Excerpted passage
[Start of section]

To live in this rhythm of engagement and disengagement takes trust. 

If we are honest with ourselves, THAT is what drives our unwillingness to sabbath. We either don’t trust God to provide enough if we stop working (we say things like, “there is too much work to do”) OR, like my check engine light, we don’t trust that when we stop and rest we will be able to handle the expense of the real issues behind the indicator light. 

The people of God in the wilderness learned to trust God for daily manna. And the daily manna was only good for that day. If the people of God tried to collect more than one day’s share, the manna would spoil. But on the 6th day, they were to collect two days’ worth so that the people of God did not have to scurry for food on the sabbath. Magically, mysteriously, the seventh-day manna did not spoil after the first twenty-four hours. I imagine the first time Israel collected two shares of manna that some woke on the seventh morning anxious to see if God could be trusted to provide good manna on the day when they did nothing to obtain it.

To live in a healthy work/rest rhythm, to practice the gift sabbath, is to say to God, “I trust you. I will take these twenty-four hours and trust that you’ll hold together all the broken parts of my work, all the misplaced things in my office, all the undone to-do list items. I trust that you are working and I will rest.” When culture (especially church culture) says busyness is a badge of honor, to practice sabbath is to live subversively. I encourage all to begin a sabbath in the evening, making one of the first acts of sabbath an act of trust - going to sleep - an act that says, “I’m beginning this day reminding myself that I am not holding it all together. You are God. I’m going to bed.”

I sketched out a sabbath prayer a few years that begins my sabbath and reminds me to trust.

Lord, come quickly to save me.
While I rest:
Fix that which I have broken
Do that which I left undone.
Hold together all that I am tempted to control.
Protect me from distractions within and distractions outside.
Remind me of your love.
Prepare me to serve you faithfully.
Envelop my loved ones in your grace and kindness.
Do what only you can do, especially for the vulnerable.
Come quickly, Lord, to save me.

To practice sabbath is to also trust in God as Sanctifier. When we sabbath, when we live into healthier work/rest rhythms, things surface that need sanctification.

A few years ago I drove a moving truck from Flint Michigan to Jackson Mississippi in one day. The truck was just barely in better condition than my current car. It shook when it drove and the air conditioning did not work. After 19 hours on the road, I collapsed onto the hotel room bed, begging for rest. The more I lay still on the bed, the more I realized that the shaking of the truck also shook my insides. The truck was parked but my internal world was still in motion.

[End of section]

What is expected
Copy the passage on sabbath and trust starting at "I sketched out" and ending at "tempted to control.", swapping "broken" for "damaged". The entries that come after the passage on sabbath and trust are separate material with no connection to it.

Record excerpts
[Start of section]

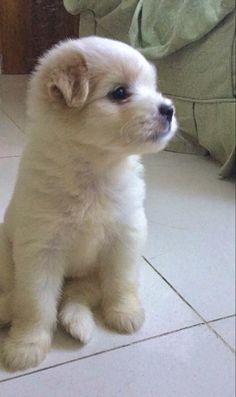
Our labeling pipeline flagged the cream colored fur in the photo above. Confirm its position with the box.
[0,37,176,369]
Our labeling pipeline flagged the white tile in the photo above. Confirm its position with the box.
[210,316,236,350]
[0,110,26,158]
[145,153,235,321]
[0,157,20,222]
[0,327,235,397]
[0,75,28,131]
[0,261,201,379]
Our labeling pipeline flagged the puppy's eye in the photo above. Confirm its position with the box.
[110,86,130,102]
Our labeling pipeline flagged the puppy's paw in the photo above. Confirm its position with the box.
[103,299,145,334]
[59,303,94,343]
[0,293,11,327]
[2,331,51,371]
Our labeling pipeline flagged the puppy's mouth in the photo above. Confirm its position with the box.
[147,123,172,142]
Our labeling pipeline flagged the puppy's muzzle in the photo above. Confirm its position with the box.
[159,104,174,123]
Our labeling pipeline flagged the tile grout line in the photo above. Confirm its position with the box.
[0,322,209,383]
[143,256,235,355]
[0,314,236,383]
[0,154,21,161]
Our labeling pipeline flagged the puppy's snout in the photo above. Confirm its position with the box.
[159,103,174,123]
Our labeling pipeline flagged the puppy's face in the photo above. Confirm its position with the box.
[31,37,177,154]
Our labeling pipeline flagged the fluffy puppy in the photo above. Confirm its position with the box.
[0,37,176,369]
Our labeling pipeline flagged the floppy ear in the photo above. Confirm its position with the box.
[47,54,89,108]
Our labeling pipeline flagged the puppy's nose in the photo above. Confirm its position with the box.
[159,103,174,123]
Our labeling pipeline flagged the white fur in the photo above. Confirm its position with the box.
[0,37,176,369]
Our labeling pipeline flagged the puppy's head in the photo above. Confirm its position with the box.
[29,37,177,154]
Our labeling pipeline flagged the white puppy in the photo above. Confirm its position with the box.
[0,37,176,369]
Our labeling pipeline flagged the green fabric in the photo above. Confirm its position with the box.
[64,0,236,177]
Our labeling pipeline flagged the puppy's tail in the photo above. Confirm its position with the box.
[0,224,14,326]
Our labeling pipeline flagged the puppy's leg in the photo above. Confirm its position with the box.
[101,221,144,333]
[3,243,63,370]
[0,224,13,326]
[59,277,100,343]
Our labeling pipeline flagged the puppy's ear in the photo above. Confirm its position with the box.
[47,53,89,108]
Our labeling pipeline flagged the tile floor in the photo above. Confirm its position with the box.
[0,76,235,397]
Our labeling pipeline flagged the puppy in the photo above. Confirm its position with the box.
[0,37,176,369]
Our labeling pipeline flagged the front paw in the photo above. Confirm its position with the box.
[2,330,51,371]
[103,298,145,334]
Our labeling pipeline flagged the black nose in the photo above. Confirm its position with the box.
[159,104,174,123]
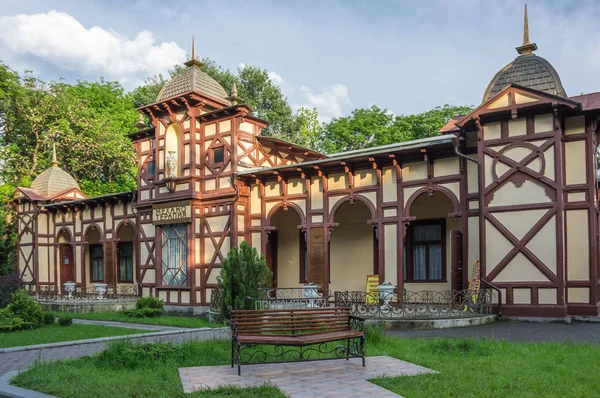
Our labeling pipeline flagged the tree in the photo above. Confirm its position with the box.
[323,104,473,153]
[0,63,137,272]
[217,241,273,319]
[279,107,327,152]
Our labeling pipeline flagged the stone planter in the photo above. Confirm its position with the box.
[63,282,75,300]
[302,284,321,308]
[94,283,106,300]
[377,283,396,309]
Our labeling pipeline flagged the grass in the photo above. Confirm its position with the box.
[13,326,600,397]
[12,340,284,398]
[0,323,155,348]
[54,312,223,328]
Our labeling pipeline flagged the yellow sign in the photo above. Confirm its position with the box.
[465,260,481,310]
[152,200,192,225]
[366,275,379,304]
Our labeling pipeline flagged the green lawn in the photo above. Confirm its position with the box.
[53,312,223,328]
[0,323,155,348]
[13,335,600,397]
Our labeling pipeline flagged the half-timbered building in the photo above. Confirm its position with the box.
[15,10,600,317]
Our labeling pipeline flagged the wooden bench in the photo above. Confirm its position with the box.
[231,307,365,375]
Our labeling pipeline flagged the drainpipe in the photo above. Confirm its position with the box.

[End of section]

Response to the task
I sketched out a sabbath prayer a few years that begins my sabbath and reminds me to trust.

Lord, come quickly to save me.
While I rest:
Fix that which I have damaged
Do that which I left undone.
Hold together all that I am tempted to control.